Des contrats encadrés

Si en 1999, deux autres chercheurs travaillaient également à temps plein sur les résistances aux herbicides, aujourd'hui Christophe Délye est le seul. Alors qu'entre-temps les problèmes de résistance se multiplient sur le terrain ! La raison : la recherche sur les techniques alternatives ayant plus le vent en poupe à l'Inra, celle sur les résistances aux pesticides a vu son soutien fondre comme neige au soleil. « Aujourd'hui, 90 % du financement de mes recherches vient des firmes phytosanitaires et d'Arvalis. Ces partenaires ont en effet besoin de comprendre les mécanismes de résistance pour préserver l'efficacité des herbicides et en optimiser l'emploi. Quand ils ont un sujet à creuser, ils me contactent. Si je suis partant, leurs juristes et ceux de l'Inra entrent alors en piste jusqu'à conclure un contrat qui convienne aux deux parties. Mes principales conditions : liberté dans la conduite de mes recherches et liberté de publier les résultats. »

Une recherche fondamentale et appliquée

La recherche est à la fois fondamentale (identifier des gènes à la base de la résistance aux herbicides, comprendre comment ces gènes sont apparus, comment ils évoluent, les conséquences pour l'adventice...) et appliquée (préconisations, tests de diagnostic...).

« Les adventices sur lesquelles nous travaillons viennent des parcelles confrontées à des problèmes de résistance. Des tests de sensibilité aux herbicides sont d'abord conduits en chambres climatisées ou en serre pour repérer les plantes résistantes. » Celles-ci serviront de matériel au laboratoire pour identifier les gènes responsables de la résistance. Quand les recherches débouchent sur la création d'un outil de diagnostic, celuici est testé sur des populations du champ.

« La recherche, c'est un aller-retour terrain-laboratoire. »

+---+

■ Activité 1 ■
D'après le texte sur les résistances aux herbicides, quelle part du financement des recherches de Christophe Délye vient des firmes phytosanitaires et d'Arvalis ?
■ Activité 2 ■
Reproduisez fidèlement le passage du texte sur les résistances aux herbicides qui s'ouvre sur les mots « La recherche est » et se ferme sur « tests de diagnostic...). ».
■ Activité 3 ■
Poursuivez le texte sur les résistances aux herbicides à partir de sa dernière phrase.

Descriptions de zones en langage naturel
+---+

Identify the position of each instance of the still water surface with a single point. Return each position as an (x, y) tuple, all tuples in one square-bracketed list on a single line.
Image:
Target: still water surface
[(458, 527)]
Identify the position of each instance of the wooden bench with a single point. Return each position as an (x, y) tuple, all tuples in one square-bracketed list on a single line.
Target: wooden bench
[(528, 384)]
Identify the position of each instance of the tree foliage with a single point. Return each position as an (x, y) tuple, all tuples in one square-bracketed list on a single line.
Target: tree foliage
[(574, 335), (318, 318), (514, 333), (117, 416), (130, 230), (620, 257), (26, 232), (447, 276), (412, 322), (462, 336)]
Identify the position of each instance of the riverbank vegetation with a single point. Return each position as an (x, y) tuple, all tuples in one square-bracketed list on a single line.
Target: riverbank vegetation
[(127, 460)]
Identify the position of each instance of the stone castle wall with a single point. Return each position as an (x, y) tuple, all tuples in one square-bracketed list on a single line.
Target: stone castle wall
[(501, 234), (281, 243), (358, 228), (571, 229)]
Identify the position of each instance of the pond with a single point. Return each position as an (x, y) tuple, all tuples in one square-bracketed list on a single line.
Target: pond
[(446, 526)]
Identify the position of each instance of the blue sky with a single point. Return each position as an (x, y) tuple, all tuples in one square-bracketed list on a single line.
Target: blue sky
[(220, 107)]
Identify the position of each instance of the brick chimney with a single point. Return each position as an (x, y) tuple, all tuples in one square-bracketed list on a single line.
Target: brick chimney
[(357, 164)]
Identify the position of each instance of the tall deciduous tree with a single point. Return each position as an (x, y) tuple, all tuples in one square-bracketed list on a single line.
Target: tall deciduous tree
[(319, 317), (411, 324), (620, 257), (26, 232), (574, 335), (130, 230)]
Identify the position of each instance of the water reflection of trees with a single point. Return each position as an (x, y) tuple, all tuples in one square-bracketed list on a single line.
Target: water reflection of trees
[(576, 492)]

+---+

■ Résultat attendu 1 ■
90 %.

■ Résultat attendu 2 ■
La recherche est à la fois fondamentale (identifier des gènes à la base de la résistance aux herbicides, comprendre comment ces gènes sont apparus, comment ils évoluent, les conséquences pour l'adventice...) et appliquée (préconisations, tests de diagnostic...).

■ Résultat attendu 3 ■
Entouré d'une équipe

Pour conduire ces travaux, Christophe Délye travaille avec l'appui de deux techniciennes pour les expériences en laboratoire, et de deux thésards et trois CDD pour les tests biologiques. Une collègue de l'Inra Dijon, spécialisée en génétique des populations, travaille également en partie sur la résistance aux herbicides. Étant maintenant le seul chercheur en France sur le sujet, Christophe Délye échange notamment avec des collègues italiens et grecs sur le coquelicot, véritable fléau chez eux, ainsi qu'avec des Australiens, pays qui rencontre beaucoup de problèmes de résistance.

Des publications aux interventions terrain

Ultime étape de la recherche à l'Inra : communiquer sur ses résultats. Publier en anglais dans les revues scientifiques est un passage obligé.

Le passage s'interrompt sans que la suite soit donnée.